**Document passage:**
---

Here, both classical metrics (e.g., BLEU, WER) and LLM-based judge pipelines (using reference-agnostic criteria for reasoning quality) provide quantitative and diagnostic feedback.

4. Standardization Protocols and Instruction Modality

A marked limitation in prior evaluation systems is the lack of a standardized protocol for textual versus spoken instructions, which confounds reproducibility and fairness. LALM-Eval enforces consistent, structured prompt templates across both text and audio input modalities, providing parity in instruction clarity.

Empirically, ablation experiments reported in the framework show that converting textual instructions to audio (naive TTS) results in a performance decline—up to 9.5 absolute points—on complex instruction-following tasks. Standardized prompting mitigates this artifact, enabling reliable cross-benchmark and cross-model comparisons by controlling for modality-induced variance.

Category Metric Noted Challenges
LLM-Adaptive Diarization WDER, cpWER Temporal alignment, speaker shifts
Speech Reasoning Tasks BLEU, WER, LLM Judge Scores Instruction following, reasoning
Standard ASR/Dialogue WER, CER, slot metrics Benchmark consistency

5. Large-Scale Evaluation and Empirical Findings

The framework’s empirical sweep over 380+ audio tasks reveals critical gaps in current LALMs:

  • Temporal audio understanding (via advanced diarization metrics) exposes systematic errors in speaker turn attribution and alignment.
  • Spoken language reasoning tasks, especially those assessing function calling and coding from audio instructions, identify significant LALM deficiencies in multi-step cognitive parsing and symbolic manipulation.
  • Model performance on standard ASR and simple dialogue remains strong, but significant degradation (up to the aforementioned 9.5 points) is observed for complex, instruction-driven reasoning following modality conversion.

These findings emphasize the necessity of diversified and well-calibrated benchmarks tailored to the idiosyncrasies of audio reasoning tasks, as opposed to merely porting over text-based paradigms.

6. Impact and Implications for LALM Research

LALM-Eval’s efficiency, extensibility, and depth of task coverage lay the foundation for principled, scalable, and reproducible evaluation of LALMs. The open-source release combines standardized configuration, modular orchestration, and compatibility with heterogeneous hardware settings, accelerating model diagnosis and ablation studies. By providing robust diagnostics for temporal, reasoning, and standard ASR benchmarks, the toolkit offers actionable insights for both model development and downstream real-world deployments.

A plausible implication is that the systematic identification of task and modality gaps made possible by LALM-Eval will stimulate the creation of more specialized model architectures and training curricula—specifically targeting the cognitive and temporal reasoning axes where existing models lag.

---

**Source data:**
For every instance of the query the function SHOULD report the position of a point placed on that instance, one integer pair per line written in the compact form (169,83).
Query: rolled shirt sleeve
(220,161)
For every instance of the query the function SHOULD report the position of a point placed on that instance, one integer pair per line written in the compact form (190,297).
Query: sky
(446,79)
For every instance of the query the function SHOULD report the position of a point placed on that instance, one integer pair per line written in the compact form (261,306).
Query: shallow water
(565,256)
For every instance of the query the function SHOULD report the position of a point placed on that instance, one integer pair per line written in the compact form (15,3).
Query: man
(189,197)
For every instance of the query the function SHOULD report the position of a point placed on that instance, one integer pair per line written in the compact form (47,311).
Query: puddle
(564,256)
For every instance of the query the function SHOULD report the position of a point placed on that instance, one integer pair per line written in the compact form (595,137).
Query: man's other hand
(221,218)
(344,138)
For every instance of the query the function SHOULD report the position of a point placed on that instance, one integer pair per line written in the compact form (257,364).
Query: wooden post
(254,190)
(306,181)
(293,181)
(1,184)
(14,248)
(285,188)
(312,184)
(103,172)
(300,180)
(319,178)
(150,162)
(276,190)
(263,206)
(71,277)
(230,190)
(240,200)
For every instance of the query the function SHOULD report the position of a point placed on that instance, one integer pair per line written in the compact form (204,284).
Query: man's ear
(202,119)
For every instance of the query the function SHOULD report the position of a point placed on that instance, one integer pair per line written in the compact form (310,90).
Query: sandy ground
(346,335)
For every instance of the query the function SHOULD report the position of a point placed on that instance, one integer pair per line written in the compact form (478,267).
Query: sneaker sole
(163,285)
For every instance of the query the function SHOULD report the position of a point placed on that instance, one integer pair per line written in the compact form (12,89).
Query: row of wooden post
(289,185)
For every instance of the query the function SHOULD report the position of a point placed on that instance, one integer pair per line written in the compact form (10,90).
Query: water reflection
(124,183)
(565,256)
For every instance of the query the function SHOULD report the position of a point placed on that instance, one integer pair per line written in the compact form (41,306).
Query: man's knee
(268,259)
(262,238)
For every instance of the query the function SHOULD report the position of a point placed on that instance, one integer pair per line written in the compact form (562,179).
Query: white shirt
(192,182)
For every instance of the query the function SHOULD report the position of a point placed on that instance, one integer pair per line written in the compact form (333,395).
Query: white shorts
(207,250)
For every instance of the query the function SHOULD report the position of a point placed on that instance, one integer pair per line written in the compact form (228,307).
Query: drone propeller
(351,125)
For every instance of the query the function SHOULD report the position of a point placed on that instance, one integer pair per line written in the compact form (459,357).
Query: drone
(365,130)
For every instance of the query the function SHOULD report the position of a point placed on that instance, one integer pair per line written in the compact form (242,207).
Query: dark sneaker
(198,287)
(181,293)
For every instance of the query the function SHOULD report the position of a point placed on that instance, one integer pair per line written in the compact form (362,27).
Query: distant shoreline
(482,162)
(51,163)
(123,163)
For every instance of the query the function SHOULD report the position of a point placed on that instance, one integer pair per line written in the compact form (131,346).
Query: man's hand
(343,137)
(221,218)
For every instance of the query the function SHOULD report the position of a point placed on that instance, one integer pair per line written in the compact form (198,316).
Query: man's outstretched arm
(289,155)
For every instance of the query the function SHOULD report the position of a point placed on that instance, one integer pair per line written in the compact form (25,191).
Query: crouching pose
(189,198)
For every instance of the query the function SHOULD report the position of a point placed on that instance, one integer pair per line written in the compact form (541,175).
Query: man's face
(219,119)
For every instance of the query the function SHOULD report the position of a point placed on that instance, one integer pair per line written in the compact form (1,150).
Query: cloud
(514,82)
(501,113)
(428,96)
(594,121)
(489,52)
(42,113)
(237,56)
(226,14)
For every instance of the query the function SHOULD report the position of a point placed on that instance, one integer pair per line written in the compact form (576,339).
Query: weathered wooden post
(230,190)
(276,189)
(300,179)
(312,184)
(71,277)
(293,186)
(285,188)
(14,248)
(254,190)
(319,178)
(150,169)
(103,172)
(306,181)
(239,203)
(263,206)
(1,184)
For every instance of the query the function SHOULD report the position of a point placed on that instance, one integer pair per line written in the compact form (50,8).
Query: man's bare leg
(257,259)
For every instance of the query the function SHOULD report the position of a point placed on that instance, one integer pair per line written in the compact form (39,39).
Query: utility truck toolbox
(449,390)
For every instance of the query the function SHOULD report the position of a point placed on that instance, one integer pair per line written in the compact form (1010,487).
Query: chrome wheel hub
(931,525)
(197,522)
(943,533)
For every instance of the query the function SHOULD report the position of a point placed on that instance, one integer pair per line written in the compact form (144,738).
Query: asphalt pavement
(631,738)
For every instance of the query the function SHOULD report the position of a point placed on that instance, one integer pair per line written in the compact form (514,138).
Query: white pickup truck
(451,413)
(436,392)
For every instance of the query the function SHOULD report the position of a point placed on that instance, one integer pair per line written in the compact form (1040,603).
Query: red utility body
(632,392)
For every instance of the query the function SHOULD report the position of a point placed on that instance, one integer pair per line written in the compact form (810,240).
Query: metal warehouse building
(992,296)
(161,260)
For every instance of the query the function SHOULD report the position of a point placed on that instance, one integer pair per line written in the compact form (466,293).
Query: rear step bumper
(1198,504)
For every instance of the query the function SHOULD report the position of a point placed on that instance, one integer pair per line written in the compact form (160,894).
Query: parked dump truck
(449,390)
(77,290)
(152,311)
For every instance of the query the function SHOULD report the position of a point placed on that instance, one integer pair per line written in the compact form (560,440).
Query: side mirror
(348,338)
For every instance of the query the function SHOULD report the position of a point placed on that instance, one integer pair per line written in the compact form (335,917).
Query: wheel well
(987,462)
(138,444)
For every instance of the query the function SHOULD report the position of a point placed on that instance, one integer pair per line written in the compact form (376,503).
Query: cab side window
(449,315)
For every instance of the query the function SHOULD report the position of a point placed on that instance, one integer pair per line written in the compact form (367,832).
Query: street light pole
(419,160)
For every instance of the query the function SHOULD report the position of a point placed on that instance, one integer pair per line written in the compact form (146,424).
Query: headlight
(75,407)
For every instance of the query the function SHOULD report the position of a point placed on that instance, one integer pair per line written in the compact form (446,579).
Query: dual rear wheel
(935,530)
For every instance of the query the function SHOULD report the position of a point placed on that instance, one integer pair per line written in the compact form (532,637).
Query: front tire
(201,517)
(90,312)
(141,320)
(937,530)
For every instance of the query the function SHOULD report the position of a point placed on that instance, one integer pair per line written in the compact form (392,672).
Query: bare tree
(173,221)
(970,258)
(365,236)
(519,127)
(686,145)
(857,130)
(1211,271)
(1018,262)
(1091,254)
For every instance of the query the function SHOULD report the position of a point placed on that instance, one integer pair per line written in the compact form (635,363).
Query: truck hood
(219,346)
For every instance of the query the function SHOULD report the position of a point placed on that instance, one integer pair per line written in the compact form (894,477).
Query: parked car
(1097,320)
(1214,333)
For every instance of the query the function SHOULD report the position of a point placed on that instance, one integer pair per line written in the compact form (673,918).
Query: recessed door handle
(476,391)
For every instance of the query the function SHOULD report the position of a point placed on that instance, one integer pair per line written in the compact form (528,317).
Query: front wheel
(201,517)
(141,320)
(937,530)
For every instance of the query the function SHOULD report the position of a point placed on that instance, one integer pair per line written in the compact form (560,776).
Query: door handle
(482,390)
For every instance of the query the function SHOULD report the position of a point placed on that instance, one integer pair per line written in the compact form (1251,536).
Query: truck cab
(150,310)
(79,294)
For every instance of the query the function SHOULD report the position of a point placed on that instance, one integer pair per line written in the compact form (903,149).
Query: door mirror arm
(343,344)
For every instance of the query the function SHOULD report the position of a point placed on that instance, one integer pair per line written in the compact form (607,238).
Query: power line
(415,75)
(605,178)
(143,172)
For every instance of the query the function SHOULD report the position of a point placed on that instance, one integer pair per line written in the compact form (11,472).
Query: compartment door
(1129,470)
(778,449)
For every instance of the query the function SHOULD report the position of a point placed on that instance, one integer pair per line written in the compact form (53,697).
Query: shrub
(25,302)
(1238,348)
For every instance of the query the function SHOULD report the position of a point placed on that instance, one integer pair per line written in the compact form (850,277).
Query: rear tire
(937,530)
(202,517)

---

**How to complete this task:** Rewrite the portion of the passage on LALM evaluation starting at "5. Large-Scale Evaluation" and ending at "attribution and alignment.", replacing "sweep" with "survey". The data above have no connection to the passage on LALM evaluation.

**Reply:**
5. Large-Scale Evaluation and Empirical Findings

The framework’s empirical survey over 380+ audio tasks reveals critical gaps in current LALMs:

  • Temporal audio understanding (via advanced diarization metrics) exposes systematic errors in speaker turn attribution and alignment.